__SEITE__.
▬▬▬▬▬▬

Bei Kriegsbeginn 1914 erwarteten die meisten Deutschen einen heftigen aber kurzen Kriegsverlauf. Lehrer Krumsiek aus Wiembeck ormulierte es in seiner Schul- und Kriegschronik 1924 rückblickend so:

"War man doch damals auch in fachmännischen Kreisen der Ansicht, daß der Krieg bei dem damaligen Stande der Kriegstechnik und der Millionenheere höchstens 6 - 8 Wochen dauern könne. Wie sollte das anders kommen!"

 

                                                                                                                                                                 (Stadtarchiv Lemgo, H 12/78)

Bei den Kriegsvorbereitungen waren zwar die militärischen Operationen und Taktiken geplant worden, aber die Finanzierung des Krieges und die Versorgung der Zivilbevölkerung hatte man vernachlässigt. Dies sollte sich mit Beginn der britischen Seeblockade rächen. Das importabhängige Deutschland war plötzlich von allen Exporten (Rohstoffe, Lebensmittel...) abgeschnitten, und die heimische Landwirtschaft konnte den Bedarf der Bevölkerung nicht annähernd decken.

 

In der Geschichtsschreibung (siehe z.B. hier) wird geschätzt, dass aufgrund der Seeblockade, aber vor allem auch wegen "Missmanagement, politische[n] Fehlentscheidungen und rivalisierende[n] Kräfte[n] im Reich" (1) in Deutschland  die 750 000 Menschen an Unterernährung und an deren Folgen gestorben sind.

▬▬▬▬▬▬

Schreibe den obigen Text über die Kriegserwartungen und die Versorgungslage im Ersten Weltkrieg vollständig und wortgetreu nieder.

(Einträge aus einer Sammlung)

▬▬▬▬▬▬

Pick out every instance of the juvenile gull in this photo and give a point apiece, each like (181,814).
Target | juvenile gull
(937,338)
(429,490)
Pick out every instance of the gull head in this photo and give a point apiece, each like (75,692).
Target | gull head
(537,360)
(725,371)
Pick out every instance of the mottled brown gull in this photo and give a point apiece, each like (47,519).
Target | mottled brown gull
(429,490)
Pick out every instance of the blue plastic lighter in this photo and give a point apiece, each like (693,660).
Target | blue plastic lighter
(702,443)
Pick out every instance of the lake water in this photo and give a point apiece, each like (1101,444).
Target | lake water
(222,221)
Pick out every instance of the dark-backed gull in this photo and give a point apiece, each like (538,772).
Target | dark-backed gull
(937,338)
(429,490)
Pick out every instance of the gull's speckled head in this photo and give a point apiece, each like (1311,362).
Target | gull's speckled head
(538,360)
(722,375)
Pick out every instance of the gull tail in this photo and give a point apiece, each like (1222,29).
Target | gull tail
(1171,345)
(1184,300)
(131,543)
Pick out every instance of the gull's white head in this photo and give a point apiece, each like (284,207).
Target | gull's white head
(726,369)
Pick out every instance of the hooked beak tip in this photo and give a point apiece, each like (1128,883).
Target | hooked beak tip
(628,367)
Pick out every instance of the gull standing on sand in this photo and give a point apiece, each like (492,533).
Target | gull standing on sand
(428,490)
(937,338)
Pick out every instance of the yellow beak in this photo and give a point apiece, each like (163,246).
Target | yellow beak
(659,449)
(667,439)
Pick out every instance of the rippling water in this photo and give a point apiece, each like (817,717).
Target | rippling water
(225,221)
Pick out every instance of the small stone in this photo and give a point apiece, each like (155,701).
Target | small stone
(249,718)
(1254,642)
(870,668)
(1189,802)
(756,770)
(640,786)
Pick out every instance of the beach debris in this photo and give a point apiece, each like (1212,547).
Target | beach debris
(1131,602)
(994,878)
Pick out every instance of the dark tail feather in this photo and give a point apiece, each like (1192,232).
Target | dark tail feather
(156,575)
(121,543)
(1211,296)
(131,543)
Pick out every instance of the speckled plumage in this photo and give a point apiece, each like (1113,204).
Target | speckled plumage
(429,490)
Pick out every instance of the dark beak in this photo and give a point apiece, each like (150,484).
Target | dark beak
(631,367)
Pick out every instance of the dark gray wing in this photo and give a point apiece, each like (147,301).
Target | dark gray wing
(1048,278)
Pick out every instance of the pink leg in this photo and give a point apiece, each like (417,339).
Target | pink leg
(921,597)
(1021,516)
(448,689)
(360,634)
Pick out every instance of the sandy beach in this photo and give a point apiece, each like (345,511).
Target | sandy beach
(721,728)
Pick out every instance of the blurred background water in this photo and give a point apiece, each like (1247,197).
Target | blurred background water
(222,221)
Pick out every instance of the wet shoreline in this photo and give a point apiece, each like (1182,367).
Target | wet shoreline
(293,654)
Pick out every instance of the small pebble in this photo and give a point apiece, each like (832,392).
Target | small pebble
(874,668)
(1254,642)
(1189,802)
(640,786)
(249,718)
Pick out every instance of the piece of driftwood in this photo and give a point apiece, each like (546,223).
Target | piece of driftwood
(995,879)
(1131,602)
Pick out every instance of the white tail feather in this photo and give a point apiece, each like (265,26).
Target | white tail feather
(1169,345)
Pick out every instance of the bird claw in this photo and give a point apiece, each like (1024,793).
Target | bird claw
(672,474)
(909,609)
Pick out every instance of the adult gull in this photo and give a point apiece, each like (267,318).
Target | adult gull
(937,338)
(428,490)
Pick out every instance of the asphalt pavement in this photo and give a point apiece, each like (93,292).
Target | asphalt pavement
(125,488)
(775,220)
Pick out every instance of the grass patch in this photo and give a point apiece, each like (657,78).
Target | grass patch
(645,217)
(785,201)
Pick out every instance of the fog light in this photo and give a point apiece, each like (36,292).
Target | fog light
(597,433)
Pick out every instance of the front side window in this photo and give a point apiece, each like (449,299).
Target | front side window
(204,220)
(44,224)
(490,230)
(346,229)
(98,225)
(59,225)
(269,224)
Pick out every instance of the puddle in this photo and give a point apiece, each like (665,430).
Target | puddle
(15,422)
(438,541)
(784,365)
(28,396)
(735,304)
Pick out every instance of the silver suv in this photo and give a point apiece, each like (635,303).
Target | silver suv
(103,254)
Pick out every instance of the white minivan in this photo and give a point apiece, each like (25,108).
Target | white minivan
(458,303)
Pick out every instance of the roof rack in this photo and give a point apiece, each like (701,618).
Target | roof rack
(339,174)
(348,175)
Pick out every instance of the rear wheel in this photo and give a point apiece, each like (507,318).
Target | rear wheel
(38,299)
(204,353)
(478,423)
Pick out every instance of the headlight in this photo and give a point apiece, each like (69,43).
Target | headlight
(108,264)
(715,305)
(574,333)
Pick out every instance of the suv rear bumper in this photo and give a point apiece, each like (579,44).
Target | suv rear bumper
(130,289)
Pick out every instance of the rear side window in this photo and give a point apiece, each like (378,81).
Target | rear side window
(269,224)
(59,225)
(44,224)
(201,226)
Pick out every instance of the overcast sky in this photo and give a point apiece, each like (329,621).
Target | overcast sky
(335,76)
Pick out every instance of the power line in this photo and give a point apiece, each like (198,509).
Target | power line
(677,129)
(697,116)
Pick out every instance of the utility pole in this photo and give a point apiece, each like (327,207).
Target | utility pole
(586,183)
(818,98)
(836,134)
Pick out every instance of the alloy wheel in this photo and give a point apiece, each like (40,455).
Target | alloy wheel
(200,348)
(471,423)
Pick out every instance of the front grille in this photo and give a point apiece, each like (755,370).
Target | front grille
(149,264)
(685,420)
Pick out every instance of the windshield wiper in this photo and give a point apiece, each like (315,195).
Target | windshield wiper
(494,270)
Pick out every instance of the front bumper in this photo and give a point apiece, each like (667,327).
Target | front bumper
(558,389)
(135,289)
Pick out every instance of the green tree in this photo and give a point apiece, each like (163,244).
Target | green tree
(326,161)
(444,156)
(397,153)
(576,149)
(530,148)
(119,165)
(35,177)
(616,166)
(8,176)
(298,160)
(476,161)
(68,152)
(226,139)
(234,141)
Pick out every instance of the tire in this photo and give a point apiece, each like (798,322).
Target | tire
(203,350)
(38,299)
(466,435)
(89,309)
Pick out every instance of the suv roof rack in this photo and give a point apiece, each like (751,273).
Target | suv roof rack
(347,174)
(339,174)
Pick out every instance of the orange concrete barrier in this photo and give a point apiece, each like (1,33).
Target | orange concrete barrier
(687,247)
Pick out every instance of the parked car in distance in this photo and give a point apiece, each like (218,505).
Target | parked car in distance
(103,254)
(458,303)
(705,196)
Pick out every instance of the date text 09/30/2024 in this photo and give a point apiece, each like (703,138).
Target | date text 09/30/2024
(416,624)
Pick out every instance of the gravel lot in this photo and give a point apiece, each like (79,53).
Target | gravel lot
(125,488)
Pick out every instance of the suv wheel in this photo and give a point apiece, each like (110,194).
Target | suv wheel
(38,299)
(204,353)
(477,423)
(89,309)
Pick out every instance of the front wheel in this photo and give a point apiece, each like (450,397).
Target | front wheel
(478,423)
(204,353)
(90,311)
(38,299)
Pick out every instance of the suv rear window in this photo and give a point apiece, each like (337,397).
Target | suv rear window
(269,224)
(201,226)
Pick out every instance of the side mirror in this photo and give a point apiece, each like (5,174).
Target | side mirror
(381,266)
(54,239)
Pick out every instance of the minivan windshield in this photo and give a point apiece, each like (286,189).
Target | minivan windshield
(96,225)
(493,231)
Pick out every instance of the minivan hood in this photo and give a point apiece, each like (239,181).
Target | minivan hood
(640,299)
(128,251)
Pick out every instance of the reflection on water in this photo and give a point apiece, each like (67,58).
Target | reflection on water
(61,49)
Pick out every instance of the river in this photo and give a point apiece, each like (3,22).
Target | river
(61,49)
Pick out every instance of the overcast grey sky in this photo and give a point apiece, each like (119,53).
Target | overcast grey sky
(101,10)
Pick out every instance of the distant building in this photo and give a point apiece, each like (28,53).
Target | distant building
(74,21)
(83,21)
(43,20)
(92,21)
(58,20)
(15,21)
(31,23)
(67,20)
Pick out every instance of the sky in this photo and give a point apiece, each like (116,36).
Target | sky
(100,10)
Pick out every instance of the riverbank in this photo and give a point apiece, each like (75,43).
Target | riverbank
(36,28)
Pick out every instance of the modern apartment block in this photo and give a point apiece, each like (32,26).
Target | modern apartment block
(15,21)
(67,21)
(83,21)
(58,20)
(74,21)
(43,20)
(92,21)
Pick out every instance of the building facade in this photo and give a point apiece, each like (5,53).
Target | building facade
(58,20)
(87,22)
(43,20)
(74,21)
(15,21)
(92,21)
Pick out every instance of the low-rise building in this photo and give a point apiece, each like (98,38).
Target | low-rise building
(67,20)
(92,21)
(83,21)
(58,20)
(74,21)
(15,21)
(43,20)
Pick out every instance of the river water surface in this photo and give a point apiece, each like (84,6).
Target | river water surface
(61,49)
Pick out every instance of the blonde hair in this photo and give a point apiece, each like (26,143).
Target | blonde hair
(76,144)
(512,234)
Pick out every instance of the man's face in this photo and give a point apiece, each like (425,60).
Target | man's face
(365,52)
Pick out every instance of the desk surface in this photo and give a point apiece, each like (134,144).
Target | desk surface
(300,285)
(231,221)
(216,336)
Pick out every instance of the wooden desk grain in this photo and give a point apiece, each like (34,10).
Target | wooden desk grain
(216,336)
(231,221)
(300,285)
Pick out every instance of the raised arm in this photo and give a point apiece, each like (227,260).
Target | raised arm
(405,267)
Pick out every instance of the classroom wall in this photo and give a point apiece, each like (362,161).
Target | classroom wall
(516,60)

▬▬▬▬▬▬

__GELÖSTE AUFGABE__.
Bei Kriegsbeginn 1914 erwarteten die meisten Deutschen einen heftigen aber kurzen Kriegsverlauf. Lehrer Krumsiek aus Wiembeck ormulierte es in seiner Schul- und Kriegschronik 1924 rückblickend so:

"War man doch damals auch in fachmännischen Kreisen der Ansicht, daß der Krieg bei dem damaligen Stande der Kriegstechnik und der Millionenheere höchstens 6 - 8 Wochen dauern könne. Wie sollte das anders kommen!"

 

                                                                                                                                                                 (Stadtarchiv Lemgo, H 12/78)

Bei den Kriegsvorbereitungen waren zwar die militärischen Operationen und Taktiken geplant worden, aber die Finanzierung des Krieges und die Versorgung der Zivilbevölkerung hatte man vernachlässigt. Dies sollte sich mit Beginn der britischen Seeblockade rächen. Das importabhängige Deutschland war plötzlich von allen Exporten (Rohstoffe, Lebensmittel...) abgeschnitten, und die heimische Landwirtschaft konnte den Bedarf der Bevölkerung nicht annähernd decken.

 

In der Geschichtsschreibung (siehe z.B. hier) wird geschätzt, dass aufgrund der Seeblockade, aber vor allem auch wegen "Missmanagement, politische[n] Fehlentscheidungen und rivalisierende[n] Kräfte[n] im Reich" (1) in Deutschland  die 750 000 Menschen an Unterernährung und an deren Folgen gestorben sind.